(Tareas):
**A.** En el texto sobre la selección de candidatos, ¿por qué ese fenómeno resulta más trascendente en los partidos más importantes? Explícalo en una a tres oraciones.
**B.** Copia el fragmento del texto sobre la selección de candidatos que empieza en "Este fenómeno ocurre" y termina en "un modo testimonial.", sustituyendo "partidos" por "movimientos".
**C.** Según el texto sobre la selección de candidatos, ¿quiénes determinan las listas de candidatos y de qué forma lo hacen?

La sociedad contemporánea se ufana de vivir
bajo el amparo de sistemas democráticos. Sin embargo, los hechos cotidianos
ofrecen una refutación contundente difícil de cuestionar.
La democracia supone una significativa
participación ciudadana y aspira a ser el gobierno de todos, del pueblo. Lo
cierto es que el sistema de selección de candidatos solo muestra el enorme
poder de una corporación política que conforma una suerte de oligarquía
moderna.
Los postulantes a ocupar cargos políticos se
deciden entre cuatro paredes. Un minúsculo grupo de personas, de forma
discrecional, determinan quiénes integrarán las listas de candidatos.
Este fenómeno ocurre en los partidos
políticos pequeños pero también en los más grandes. En los más importantes es
más trascendente aún, porque allí se eligen a quienes ocuparán efectivamente
esos lugares de poder al ser electos y ya no solo quienes la integran por
honor, de un modo testimonial.
A muchos les encantaría vivir en democracia,
pero el presente propone una gran e hipócrita parodia que utiliza los supuestos
encantos de un sistema para llevar adelante la más perversa manipulación a la
que una sociedad puede someterse.
La escena es simple. Un conjunto de
individuos, de un modo arbitrario, asume la delegación implícita de un sector
de la política, y en su representación, sin mediar mecanismo alguno que los
valide, se dedica con ahínco a la tarea de decidir quiénes se postularán,
descartando al resto.
Apelan, en el mejor de los casos, a supuestas
herramientas técnicas que le brindan soporte a sus decisiones. Un puñado de
encuestas de opinión le dirán quienes son buenos candidatos y cuáles no merecen
esa oportunidad porque no tendrán el suficiente acompañamiento en las
elecciones.

(Material proporcionado):
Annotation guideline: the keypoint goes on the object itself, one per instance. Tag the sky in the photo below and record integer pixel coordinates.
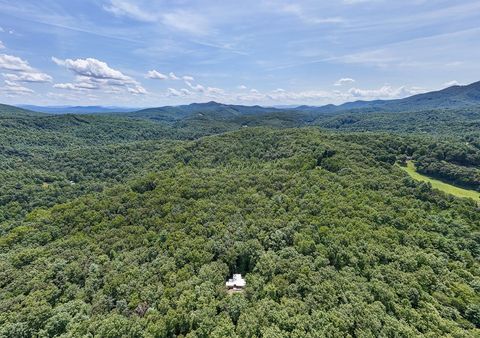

(Respuestas del ejercicio):
**A.** En los partidos más importantes es más trascendente porque allí se elige a quienes ocuparán efectivamente los lugares de poder al ser electos. Ya no se trata solo de quienes integran las listas por honor, de un modo testimonial.

**B.**
Este fenómeno ocurre en los movimientos
políticos pequeños pero también en los más grandes. En los más importantes es
más trascendente aún, porque allí se eligen a quienes ocuparán efectivamente
esos lugares de poder al ser electos y ya no solo quienes la integran por
honor, de un modo testimonial.

**C.** Un minúsculo grupo de personas, de forma discrecional.